- _DATASET_

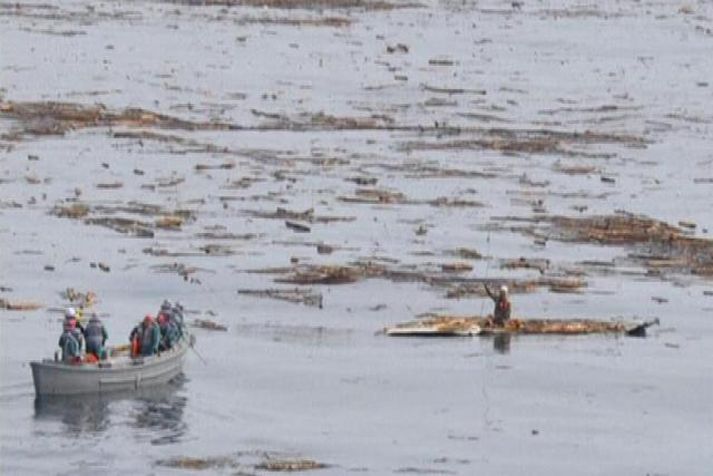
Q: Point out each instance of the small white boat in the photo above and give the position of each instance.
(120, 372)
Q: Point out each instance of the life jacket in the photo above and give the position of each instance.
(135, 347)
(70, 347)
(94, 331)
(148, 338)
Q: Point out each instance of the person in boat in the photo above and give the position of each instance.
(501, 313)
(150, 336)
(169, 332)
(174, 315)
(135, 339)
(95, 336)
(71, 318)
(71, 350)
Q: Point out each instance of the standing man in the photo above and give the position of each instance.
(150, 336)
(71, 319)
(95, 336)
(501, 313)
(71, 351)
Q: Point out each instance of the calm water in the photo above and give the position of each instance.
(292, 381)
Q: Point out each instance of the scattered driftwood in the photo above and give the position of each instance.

---

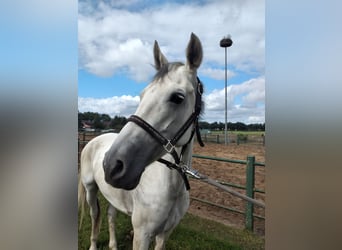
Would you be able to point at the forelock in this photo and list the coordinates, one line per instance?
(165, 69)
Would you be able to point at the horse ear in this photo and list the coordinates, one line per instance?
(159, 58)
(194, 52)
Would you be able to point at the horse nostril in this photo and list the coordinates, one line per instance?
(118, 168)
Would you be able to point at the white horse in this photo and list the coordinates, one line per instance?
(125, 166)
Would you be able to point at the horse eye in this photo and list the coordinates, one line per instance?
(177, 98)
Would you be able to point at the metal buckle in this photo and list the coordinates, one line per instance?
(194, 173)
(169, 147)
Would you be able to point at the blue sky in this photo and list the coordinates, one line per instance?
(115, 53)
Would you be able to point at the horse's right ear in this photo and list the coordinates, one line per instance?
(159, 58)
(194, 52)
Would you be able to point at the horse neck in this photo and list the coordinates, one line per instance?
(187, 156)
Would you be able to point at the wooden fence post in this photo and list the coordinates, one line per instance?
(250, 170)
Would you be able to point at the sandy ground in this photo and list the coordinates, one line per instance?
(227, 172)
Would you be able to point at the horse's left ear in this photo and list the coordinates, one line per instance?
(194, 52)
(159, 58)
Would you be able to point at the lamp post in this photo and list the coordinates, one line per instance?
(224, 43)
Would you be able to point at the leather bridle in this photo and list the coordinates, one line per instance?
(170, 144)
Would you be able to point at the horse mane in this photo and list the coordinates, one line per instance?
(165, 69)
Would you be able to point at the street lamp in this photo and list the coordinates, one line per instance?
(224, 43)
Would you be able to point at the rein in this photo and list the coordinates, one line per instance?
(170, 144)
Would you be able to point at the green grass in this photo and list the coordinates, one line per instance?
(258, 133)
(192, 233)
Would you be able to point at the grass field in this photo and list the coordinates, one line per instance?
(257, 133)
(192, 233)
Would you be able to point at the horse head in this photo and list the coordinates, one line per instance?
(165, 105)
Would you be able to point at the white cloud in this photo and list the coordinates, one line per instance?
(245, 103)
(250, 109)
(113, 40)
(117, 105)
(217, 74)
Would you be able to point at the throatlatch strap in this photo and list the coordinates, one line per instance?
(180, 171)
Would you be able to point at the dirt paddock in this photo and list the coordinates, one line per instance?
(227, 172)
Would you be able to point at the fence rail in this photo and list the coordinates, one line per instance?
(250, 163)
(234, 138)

- _WORK TO BE COMPLETED_
Among the lines above, find the one with "Q: Point out each instance of the small" and the one with "Q: Point out each instance of the scattered". Quote both and everything between them, exactly.

- _YOUR SOLUTION_
Q: Point out each instance of the small white boat in the photo above and give the position of each instance.
(120, 372)
Q: Point out each instance of the life jacket in the photo above and give the position of each instance.
(135, 347)
(70, 347)
(94, 331)
(148, 338)
Q: Point out each instance of the person in boat in the photo above and give the position of each instance.
(501, 313)
(150, 336)
(169, 332)
(174, 315)
(135, 339)
(95, 336)
(71, 318)
(71, 350)
Q: Point out each instance of the standing man in the photo above and give the position of each instance.
(150, 336)
(71, 319)
(95, 336)
(501, 313)
(71, 351)
Q: Point out each instance of the calm water in the photo above and give the position of each instance.
(292, 381)
Q: Point out each instance of the scattered driftwood in the photo above and give the position of each instance.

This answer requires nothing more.